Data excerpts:
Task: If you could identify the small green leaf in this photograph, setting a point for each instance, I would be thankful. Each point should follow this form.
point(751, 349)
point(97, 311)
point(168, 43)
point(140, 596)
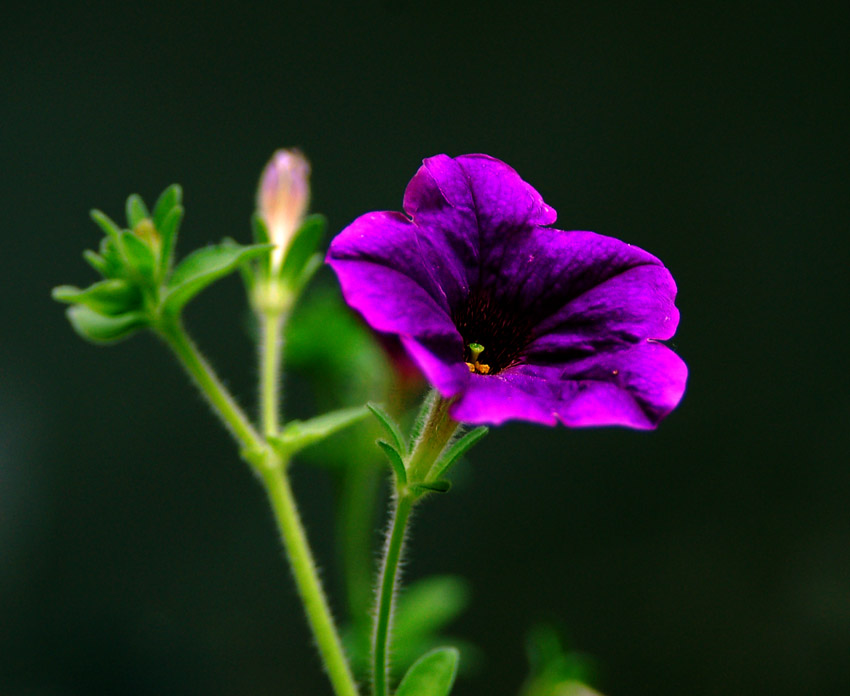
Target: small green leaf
point(300, 434)
point(390, 426)
point(168, 199)
point(259, 229)
point(433, 674)
point(432, 487)
point(168, 229)
point(98, 328)
point(203, 267)
point(110, 297)
point(396, 462)
point(136, 210)
point(301, 249)
point(110, 229)
point(139, 255)
point(458, 449)
point(428, 605)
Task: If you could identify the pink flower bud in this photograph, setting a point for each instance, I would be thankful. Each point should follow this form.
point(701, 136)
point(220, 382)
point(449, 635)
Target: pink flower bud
point(282, 199)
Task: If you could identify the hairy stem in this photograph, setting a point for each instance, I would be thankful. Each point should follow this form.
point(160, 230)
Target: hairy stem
point(210, 385)
point(307, 580)
point(386, 594)
point(272, 471)
point(437, 430)
point(270, 370)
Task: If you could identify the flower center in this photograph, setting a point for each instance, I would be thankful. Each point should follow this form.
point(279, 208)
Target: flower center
point(494, 333)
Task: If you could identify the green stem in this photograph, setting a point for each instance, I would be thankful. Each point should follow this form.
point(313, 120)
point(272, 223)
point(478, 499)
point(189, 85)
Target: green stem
point(270, 358)
point(355, 521)
point(386, 594)
point(436, 433)
point(210, 385)
point(271, 469)
point(307, 581)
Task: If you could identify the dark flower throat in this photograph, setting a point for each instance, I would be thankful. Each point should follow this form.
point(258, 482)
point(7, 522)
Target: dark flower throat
point(503, 330)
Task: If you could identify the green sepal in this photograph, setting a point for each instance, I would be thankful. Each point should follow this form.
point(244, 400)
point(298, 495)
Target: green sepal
point(109, 297)
point(203, 267)
point(422, 415)
point(297, 267)
point(98, 328)
point(97, 262)
point(140, 257)
point(168, 229)
point(136, 210)
point(102, 220)
point(396, 462)
point(297, 435)
point(259, 229)
point(441, 486)
point(433, 674)
point(168, 199)
point(390, 426)
point(458, 449)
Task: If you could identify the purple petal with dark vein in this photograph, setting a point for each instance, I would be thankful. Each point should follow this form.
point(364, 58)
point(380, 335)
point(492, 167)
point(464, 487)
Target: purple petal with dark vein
point(635, 387)
point(468, 209)
point(383, 276)
point(585, 289)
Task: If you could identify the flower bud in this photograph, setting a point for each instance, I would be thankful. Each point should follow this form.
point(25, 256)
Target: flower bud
point(282, 199)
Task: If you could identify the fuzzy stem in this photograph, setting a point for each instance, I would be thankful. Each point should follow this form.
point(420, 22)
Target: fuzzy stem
point(270, 359)
point(272, 471)
point(210, 385)
point(307, 580)
point(438, 430)
point(389, 575)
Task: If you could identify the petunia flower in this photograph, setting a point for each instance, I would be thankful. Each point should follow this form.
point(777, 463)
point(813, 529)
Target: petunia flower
point(506, 316)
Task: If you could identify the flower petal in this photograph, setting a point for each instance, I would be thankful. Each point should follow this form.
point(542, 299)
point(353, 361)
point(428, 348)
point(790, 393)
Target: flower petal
point(635, 387)
point(383, 276)
point(587, 292)
point(469, 209)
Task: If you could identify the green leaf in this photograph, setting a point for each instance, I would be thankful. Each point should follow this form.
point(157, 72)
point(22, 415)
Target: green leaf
point(390, 426)
point(168, 199)
point(300, 434)
point(259, 229)
point(301, 249)
point(136, 210)
point(458, 449)
point(168, 229)
point(433, 674)
point(203, 267)
point(110, 297)
point(428, 605)
point(432, 487)
point(422, 415)
point(110, 229)
point(96, 261)
point(396, 462)
point(110, 251)
point(139, 255)
point(98, 328)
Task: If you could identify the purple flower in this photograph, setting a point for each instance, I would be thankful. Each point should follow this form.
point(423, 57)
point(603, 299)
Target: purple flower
point(513, 318)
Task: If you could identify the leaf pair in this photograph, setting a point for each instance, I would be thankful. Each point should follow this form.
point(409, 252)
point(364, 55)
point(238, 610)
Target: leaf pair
point(397, 451)
point(139, 288)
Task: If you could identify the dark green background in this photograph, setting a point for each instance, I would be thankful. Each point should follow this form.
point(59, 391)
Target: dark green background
point(710, 557)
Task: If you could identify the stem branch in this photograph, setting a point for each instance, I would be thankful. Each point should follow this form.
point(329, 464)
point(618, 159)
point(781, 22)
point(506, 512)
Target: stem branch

#### [Aim of the task]
Output all lines above precisely. Pictures are to be left out.

#### [Response to the exercise]
Task: If you could identify the small green leaf in this photograph, setting a point for each instance, I would be thankful. Each point should follow this form.
point(751, 349)
point(97, 311)
point(168, 43)
point(140, 596)
Target: small green leaf
point(300, 434)
point(390, 426)
point(168, 199)
point(259, 229)
point(433, 674)
point(432, 487)
point(168, 229)
point(98, 328)
point(203, 267)
point(110, 297)
point(396, 462)
point(136, 210)
point(301, 249)
point(110, 229)
point(139, 255)
point(458, 449)
point(428, 605)
Task: If you could identify the pink flower bud in this photograph, setting a point for each instance, I would be thankful. Each point should follow this form.
point(701, 136)
point(220, 382)
point(449, 635)
Target: pink flower bud
point(282, 199)
Task: If you could identify the hairy stem in this photograph, setting a point for each instance, I would be thankful. Each point should follow this form.
point(160, 230)
Target: hairy stem
point(210, 385)
point(307, 580)
point(386, 594)
point(272, 471)
point(437, 430)
point(270, 370)
Task: If you could identify the flower center in this photograph, setting a point for each instance, I would be thankful. Each point should follow this form.
point(279, 208)
Target: flower center
point(494, 333)
Task: If you could identify the green stem in this photograph, setting a point for each instance, I would be thankful. Each point should follow this form.
point(313, 120)
point(272, 223)
point(478, 499)
point(189, 85)
Target: green stem
point(270, 358)
point(355, 521)
point(386, 594)
point(436, 433)
point(210, 385)
point(271, 469)
point(307, 581)
Task: If you could identify the dark flower throat in this photograph, setting a point for each instance, I would be thankful. Each point should follow this form.
point(258, 482)
point(7, 522)
Target: dark flower throat
point(503, 330)
Task: If you could identify the green sepal in this photograph, setting a point for each instance, I would be thankful. Each point should follow this form.
point(244, 400)
point(298, 495)
Target: green sepal
point(109, 297)
point(203, 267)
point(422, 415)
point(297, 267)
point(98, 328)
point(97, 262)
point(140, 257)
point(168, 229)
point(136, 210)
point(102, 220)
point(396, 462)
point(297, 435)
point(259, 229)
point(441, 486)
point(433, 674)
point(168, 199)
point(390, 426)
point(458, 449)
Task: If you could identify the purple petal with dark vein in this photograph, setting a point for each instance, I would be thankful. Each point should follow this form.
point(364, 58)
point(380, 335)
point(492, 167)
point(464, 487)
Target: purple petal with dark vein
point(635, 387)
point(468, 209)
point(383, 276)
point(585, 289)
Task: If you could identify the flower bud in this photograph, setting a point for each instance, I would be thankful. Each point should follow this form.
point(25, 256)
Target: flower bud
point(282, 199)
Task: If you could identify the fuzzy stem in this photograph, setting a point for each instance, I would be thankful. Each point should follow this form.
point(420, 22)
Target: fuzzy stem
point(270, 359)
point(272, 471)
point(210, 385)
point(307, 580)
point(438, 430)
point(389, 575)
Task: If you could identify the petunia flower in this photograph, setting a point for each instance, I would be thankful. Each point should follow this form.
point(777, 463)
point(813, 529)
Target: petunia flower
point(506, 316)
Task: If you could identify the flower petal in this photograph, setting a point for each instance, I would be thankful. Each point should follow this form.
point(542, 299)
point(353, 361)
point(428, 348)
point(790, 393)
Target: flower petal
point(635, 387)
point(383, 276)
point(587, 292)
point(469, 209)
Task: If you could identify the green leaf in this photograph, setting a point for each instance, I would be thankful. Each point should follow this form.
point(157, 72)
point(22, 415)
Target: green leaf
point(390, 426)
point(168, 199)
point(300, 434)
point(259, 229)
point(301, 249)
point(136, 210)
point(458, 449)
point(168, 229)
point(433, 674)
point(203, 267)
point(110, 297)
point(428, 605)
point(432, 487)
point(422, 415)
point(110, 229)
point(96, 261)
point(396, 462)
point(110, 251)
point(139, 255)
point(98, 328)
Task: If you could identify the purple flower in this photograph, setting a point for each instance, I would be thankful. Each point should follow this form.
point(423, 57)
point(603, 299)
Target: purple flower
point(513, 318)
Task: If you could identify the leaf pair in this photograph, setting a point for each instance, I would be thankful. Each point should follow this form.
point(409, 252)
point(364, 55)
point(238, 610)
Target: leaf pair
point(397, 451)
point(139, 288)
Task: If you could identify the dark green background in this photograph, setting a point for each instance, I would be thankful. Each point should follow this form.
point(59, 391)
Target: dark green background
point(710, 557)
Task: If you could identify the stem branch in this photograph, setting a point for each instance, I would be thankful. Each point should follow this form.
point(329, 464)
point(618, 159)
point(781, 22)
point(506, 512)
Target: stem branch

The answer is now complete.